## Work task
All the data beneath this line is to be reproduced exactly.

** Records shown follows **

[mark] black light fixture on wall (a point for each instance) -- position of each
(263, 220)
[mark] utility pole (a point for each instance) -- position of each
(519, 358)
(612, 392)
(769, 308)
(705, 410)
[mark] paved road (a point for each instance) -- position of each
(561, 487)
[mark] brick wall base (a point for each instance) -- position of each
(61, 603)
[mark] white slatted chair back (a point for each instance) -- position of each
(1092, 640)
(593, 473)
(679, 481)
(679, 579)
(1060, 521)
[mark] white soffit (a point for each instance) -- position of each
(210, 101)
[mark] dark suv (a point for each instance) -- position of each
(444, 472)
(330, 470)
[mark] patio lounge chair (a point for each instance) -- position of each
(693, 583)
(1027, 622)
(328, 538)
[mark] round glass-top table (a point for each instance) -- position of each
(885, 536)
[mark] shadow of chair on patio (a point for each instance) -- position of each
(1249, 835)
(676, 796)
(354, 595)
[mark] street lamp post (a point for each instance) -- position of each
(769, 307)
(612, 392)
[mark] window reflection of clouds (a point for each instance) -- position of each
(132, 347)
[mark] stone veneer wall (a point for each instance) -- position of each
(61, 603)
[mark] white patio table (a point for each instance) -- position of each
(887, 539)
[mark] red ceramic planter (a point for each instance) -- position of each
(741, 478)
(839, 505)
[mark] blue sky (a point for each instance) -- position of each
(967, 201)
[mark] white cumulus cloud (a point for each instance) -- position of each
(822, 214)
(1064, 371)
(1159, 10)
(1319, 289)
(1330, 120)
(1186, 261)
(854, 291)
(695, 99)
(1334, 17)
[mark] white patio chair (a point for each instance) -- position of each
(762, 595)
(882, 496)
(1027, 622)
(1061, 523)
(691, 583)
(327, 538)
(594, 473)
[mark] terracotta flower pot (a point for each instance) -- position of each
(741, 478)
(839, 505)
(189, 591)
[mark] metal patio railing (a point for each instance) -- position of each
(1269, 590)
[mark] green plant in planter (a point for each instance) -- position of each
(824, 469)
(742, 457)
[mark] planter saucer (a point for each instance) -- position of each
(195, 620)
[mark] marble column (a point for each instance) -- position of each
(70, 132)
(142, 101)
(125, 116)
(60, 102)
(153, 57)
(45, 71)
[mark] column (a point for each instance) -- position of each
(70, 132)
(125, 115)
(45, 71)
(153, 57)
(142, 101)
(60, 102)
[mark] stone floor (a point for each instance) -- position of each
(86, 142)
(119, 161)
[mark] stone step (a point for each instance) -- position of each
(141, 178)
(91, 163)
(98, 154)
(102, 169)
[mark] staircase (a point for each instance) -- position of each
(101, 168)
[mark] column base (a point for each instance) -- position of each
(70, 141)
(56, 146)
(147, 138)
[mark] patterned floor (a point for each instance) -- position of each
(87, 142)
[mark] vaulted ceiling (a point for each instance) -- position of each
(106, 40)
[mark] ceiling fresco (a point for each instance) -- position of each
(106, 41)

** End of Records shown **

## Solved problem
[mark] black light fixture on wall (a point for each instance) -- position of each
(263, 220)
[mark] utility pole (a point for each instance) -- position of each
(519, 358)
(612, 392)
(769, 308)
(705, 410)
[mark] paved road (a point for each instance) -- position of each
(561, 487)
[mark] brick wall base (a point for each instance) -- position of each
(61, 603)
[mark] white slatted chair back (a point for each instance) -- position of each
(1092, 640)
(593, 473)
(679, 481)
(679, 579)
(1060, 521)
[mark] white soffit (a point for each instance) -- position of each
(210, 101)
[mark] dark suv (a point for each instance) -- position of each
(444, 472)
(330, 470)
[mark] patio lounge chair (a point for each instance) -- position of each
(693, 583)
(1027, 622)
(328, 538)
[mark] round glass-top table (a point for each instance) -- position of each
(885, 536)
[mark] shadow of chair on patio (a point for each instance) -- position of each
(1249, 835)
(676, 796)
(354, 595)
[mark] street lamp post (a point for each instance) -- position of each
(769, 307)
(612, 392)
[mark] window reflection of clouds (a point for each instance) -- position of each
(132, 347)
[mark] stone veneer wall (a point for each instance) -- position of each
(61, 603)
[mark] white patio table (a point for each instance) -- position of each
(887, 539)
[mark] red ceramic planter (a point for each instance) -- position of each
(741, 478)
(839, 505)
[mark] blue sky (a point for each instance) -- position of each
(967, 201)
[mark] white cumulus cloud (a point for each instance) -- position of each
(822, 214)
(1064, 371)
(1159, 10)
(1319, 289)
(1330, 120)
(1186, 261)
(854, 291)
(695, 99)
(1334, 17)
[mark] white patio chair (a point for each instance) -- position of each
(762, 595)
(882, 496)
(1027, 622)
(1061, 523)
(691, 583)
(327, 538)
(594, 473)
[mark] terracotta flower pot (a point for each instance) -- position of each
(741, 478)
(839, 505)
(189, 591)
[mark] metal patio railing (a point for each instance) -- position of each
(1269, 590)
[mark] green plant in planter (a point for each instance) -- position of each
(824, 469)
(742, 457)
[mark] planter saucer (a point for each instance) -- position of each
(195, 620)
[mark] marble column (a point for each instance) -- position of each
(70, 132)
(142, 101)
(125, 116)
(60, 102)
(153, 57)
(45, 71)
[mark] column (a point for each instance) -- position of each
(70, 132)
(125, 115)
(45, 71)
(153, 57)
(142, 101)
(60, 102)
[mark] stone floor (a point for each instance) -- position of each
(86, 142)
(119, 161)
[mark] stone step (a point for each instance) -- position of each
(141, 178)
(91, 163)
(98, 154)
(102, 169)
[mark] staircase (a point for each instance) -- position of each
(101, 168)
[mark] column base (a point for each instance) -- position of each
(70, 141)
(56, 146)
(147, 138)
[mark] patterned floor (a point for each instance) -- position of each
(87, 142)
[mark] vaulted ceiling (a point for each instance) -- position of each
(106, 40)
[mark] ceiling fresco (a point for each instance) -- position of each
(106, 41)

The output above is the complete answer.